[Referring expression data]

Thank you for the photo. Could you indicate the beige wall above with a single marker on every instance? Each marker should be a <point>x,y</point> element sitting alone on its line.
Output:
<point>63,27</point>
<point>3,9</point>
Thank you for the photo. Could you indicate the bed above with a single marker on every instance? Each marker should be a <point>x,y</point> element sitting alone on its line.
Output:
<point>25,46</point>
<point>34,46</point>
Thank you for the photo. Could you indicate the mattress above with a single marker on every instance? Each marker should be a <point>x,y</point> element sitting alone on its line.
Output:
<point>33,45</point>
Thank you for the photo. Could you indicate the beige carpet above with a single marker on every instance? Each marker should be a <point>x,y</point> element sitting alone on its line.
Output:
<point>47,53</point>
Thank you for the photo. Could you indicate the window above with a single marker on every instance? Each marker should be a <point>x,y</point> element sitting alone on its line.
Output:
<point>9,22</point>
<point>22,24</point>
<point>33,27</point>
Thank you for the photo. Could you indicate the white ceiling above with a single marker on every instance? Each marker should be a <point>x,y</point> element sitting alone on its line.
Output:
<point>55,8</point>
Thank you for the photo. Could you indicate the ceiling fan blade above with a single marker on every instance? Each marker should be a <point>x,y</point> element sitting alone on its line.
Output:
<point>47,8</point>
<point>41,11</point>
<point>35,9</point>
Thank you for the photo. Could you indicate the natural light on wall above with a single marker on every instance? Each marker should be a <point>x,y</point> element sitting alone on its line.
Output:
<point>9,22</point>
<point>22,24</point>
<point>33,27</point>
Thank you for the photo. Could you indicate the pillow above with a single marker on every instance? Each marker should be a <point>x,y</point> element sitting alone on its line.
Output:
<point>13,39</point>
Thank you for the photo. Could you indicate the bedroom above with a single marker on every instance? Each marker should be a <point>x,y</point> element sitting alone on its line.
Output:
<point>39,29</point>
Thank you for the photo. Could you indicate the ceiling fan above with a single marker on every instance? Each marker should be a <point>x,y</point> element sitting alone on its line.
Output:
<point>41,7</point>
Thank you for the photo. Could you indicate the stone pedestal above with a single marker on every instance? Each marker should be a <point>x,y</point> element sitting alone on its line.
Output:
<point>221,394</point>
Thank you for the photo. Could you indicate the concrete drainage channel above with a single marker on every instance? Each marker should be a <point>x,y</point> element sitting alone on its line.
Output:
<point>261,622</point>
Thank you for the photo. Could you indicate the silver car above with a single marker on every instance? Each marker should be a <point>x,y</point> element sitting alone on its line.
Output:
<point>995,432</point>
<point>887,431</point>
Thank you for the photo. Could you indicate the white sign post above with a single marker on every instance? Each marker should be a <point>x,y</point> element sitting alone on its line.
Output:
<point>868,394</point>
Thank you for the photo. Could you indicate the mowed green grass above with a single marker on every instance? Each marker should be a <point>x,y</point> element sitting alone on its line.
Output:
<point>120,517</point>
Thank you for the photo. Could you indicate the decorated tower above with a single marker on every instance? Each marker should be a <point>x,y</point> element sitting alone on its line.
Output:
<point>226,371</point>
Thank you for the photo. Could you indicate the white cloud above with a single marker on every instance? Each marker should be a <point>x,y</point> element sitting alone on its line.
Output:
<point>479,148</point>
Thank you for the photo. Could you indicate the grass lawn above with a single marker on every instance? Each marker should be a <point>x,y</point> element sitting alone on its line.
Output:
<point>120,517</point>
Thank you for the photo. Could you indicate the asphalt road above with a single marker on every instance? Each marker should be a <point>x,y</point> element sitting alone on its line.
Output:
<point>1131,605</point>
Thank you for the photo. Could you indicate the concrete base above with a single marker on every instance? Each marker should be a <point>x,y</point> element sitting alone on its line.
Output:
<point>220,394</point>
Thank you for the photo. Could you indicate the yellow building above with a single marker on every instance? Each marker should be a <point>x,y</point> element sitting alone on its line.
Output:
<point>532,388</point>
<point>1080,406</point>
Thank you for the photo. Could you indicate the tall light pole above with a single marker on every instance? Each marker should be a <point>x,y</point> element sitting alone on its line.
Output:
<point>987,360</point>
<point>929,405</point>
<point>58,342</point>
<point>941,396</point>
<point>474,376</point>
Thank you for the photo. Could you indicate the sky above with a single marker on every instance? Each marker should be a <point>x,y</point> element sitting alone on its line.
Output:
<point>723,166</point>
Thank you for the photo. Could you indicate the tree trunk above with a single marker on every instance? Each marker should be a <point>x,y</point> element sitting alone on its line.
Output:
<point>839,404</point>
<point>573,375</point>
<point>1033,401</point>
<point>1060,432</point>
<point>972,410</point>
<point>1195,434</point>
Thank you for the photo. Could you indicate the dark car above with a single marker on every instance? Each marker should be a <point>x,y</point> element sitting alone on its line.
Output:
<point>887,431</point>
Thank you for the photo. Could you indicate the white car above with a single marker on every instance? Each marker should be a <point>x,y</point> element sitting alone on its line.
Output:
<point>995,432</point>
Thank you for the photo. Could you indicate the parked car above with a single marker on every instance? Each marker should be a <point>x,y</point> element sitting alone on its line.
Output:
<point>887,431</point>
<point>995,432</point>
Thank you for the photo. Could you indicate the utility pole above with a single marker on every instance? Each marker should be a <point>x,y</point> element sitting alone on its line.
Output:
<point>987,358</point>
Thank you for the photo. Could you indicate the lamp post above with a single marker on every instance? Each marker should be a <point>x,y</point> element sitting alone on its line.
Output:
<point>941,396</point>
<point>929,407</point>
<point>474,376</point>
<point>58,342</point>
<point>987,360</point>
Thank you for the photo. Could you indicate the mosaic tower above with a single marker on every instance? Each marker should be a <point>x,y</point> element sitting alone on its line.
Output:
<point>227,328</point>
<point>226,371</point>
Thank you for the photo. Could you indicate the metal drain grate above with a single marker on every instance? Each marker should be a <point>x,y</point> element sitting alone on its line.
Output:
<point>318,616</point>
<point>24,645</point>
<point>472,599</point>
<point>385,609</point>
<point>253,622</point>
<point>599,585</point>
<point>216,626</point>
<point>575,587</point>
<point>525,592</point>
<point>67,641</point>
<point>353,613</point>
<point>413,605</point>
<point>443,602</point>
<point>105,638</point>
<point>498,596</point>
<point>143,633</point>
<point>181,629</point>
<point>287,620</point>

▶ Assigned task
Whenever a line in the entries holds the word "beige", copy that line.

▶ Written solution
Thank you for the photo. Could you indicate the beige wall above with a single marker on every instance? Each marker should be a <point>x,y</point> element sitting alone on its line.
Thank you for the photo. Could you indicate the beige carpet above with a single marker on every instance? Each marker should be a <point>x,y</point> element sitting alone on its line.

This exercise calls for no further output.